*** DOCUMENT SECTION Section Begins ***
Species of butterfly

Mycalesis mestra, the white-edged bushbrown, is a species of satyrine butterfly found in Asia (Assam, Burma, Sikkim, Bhutan)

==Description==
Upperside very dark Vandyke brown, the cilia conspicuously white, the transverse white discal band of the underside showing through on both forewing and hindwing, but very plainly on the latter. Forewing with a white-centred, fulvous-ringed, median, and a similar but much smaller subapical eyespot, the latter very often absent; broad but faint and ill-defined sub-terminal and terminal white lines. Hindwing: a subtornal ocellus (eyespot) similar to those on the forewing and much more conspicuous; subterminal and terminal whitish lines. Underside: ground colour similar; basal half of wings closely irrorated (sprinkled) with pale transverse stripe; a conspicuous white discal band, inwardly sharply defined, outwardly diffused, followed by series of ocelli similar to the ocelli on the upperside, a median and two subapical on the forewing, three subapical and three tornal on the hindwing: the number of these ocelli is variable, sometimes one or more additional ocelli are present, often one or more are lacking on the hindwing; finally, the subterminal and terminal white bands as on the upperside but better defined. Antenna, head, thorax and abdomen brown; antennae annulated (ringed) with white, ochraceous at apex. Male sex-mark in form 2.

Mycalesis suaveolens Wood-Mason & de Nicéville, 1883 resembles M. mestra, but differs constantly as follows: Upperside ground colour a brighter, more ruddy brown; cilia white tinged with ochraceous; the discal, subterminal and terminal bands on the underside showing through much more faintly than in M. mestra; the number of ocelli very variable. Underside: basal area uniform, with no trace of the pale transverse striae; white discal band narrower, subterminal and terminal bands brownish white.
*** DOCUMENT SECTION Section Ends ***
WHAT THIS EXERCISE ASKS:
A: In the passage on Mycalesis mestra, what color are the cilia on the upperside?
B: In the passage on Mycalesis mestra, swap "ruddy" for "reddish" in the stretch starting at "Mycalesis suaveolens Wood-Mason" and ending at "bands brownish white.", then write out that stretch.
The rows have nothing to do with the passage on Mycalesis mestra.
*** RAW DATA Section Begins ***
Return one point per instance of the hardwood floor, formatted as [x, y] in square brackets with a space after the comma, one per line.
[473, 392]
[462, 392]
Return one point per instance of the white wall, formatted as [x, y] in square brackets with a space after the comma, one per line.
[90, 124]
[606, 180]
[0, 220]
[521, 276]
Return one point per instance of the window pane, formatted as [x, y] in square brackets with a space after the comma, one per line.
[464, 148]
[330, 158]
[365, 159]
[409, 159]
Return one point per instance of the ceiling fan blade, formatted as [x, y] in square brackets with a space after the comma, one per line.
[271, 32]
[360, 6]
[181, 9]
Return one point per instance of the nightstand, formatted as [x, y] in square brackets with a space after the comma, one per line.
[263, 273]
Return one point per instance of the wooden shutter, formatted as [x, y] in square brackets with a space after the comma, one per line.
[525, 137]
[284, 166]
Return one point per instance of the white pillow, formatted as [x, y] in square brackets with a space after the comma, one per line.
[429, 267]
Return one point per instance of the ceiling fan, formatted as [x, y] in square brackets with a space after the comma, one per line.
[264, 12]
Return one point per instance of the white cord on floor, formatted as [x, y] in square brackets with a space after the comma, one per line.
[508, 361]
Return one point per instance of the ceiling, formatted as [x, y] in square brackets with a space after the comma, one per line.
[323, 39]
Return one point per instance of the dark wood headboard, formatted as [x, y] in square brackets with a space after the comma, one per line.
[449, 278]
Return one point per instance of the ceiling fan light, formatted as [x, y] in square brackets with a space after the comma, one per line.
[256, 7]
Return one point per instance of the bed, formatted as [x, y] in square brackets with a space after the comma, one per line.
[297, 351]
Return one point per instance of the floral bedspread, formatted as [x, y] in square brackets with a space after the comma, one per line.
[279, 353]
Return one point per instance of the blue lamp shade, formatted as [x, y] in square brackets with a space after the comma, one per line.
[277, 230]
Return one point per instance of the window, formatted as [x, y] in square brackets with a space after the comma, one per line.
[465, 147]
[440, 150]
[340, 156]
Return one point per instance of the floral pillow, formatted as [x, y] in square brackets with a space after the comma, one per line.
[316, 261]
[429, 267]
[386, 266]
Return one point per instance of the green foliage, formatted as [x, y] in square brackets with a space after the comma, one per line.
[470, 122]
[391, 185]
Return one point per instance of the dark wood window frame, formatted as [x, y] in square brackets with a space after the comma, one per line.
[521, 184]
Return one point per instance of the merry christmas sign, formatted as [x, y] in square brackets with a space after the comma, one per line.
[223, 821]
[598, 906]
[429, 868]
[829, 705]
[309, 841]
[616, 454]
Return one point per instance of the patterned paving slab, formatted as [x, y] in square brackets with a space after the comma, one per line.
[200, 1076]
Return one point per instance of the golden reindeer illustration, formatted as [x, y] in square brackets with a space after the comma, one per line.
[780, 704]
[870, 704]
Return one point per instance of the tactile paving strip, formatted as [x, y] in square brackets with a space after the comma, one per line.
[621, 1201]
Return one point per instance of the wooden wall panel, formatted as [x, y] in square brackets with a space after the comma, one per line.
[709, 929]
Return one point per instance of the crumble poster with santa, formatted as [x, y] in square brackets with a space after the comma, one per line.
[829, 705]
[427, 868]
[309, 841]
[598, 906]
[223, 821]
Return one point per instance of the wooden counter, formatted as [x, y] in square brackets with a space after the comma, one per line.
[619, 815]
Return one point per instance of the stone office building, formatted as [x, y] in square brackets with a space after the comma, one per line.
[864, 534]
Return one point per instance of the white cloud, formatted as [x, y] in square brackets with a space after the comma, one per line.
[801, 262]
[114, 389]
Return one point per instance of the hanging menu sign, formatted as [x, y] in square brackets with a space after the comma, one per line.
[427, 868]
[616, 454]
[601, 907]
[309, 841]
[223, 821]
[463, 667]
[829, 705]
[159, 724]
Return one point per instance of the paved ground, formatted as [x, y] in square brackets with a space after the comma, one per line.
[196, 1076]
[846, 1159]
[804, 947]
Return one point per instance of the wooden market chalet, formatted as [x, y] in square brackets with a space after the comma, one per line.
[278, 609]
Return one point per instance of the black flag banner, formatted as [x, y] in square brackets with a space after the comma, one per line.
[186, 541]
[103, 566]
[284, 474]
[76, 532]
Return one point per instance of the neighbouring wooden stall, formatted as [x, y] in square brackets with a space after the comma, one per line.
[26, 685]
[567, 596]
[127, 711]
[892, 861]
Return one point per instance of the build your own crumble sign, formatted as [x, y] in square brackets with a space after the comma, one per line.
*** RAW DATA Section Ends ***
ANSWER LIST:
A: They are conspicuously white.

B:
Mycalesis suaveolens Wood-Mason & de Nicéville, 1883 resembles M. mestra, but differs constantly as follows: Upperside ground colour a brighter, more reddish brown; cilia white tinged with ochraceous; the discal, subterminal and terminal bands on the underside showing through much more faintly than in M. mestra; the number of ocelli very variable. Underside: basal area uniform, with no trace of the pale transverse striae; white discal band narrower, subterminal and terminal bands brownish white.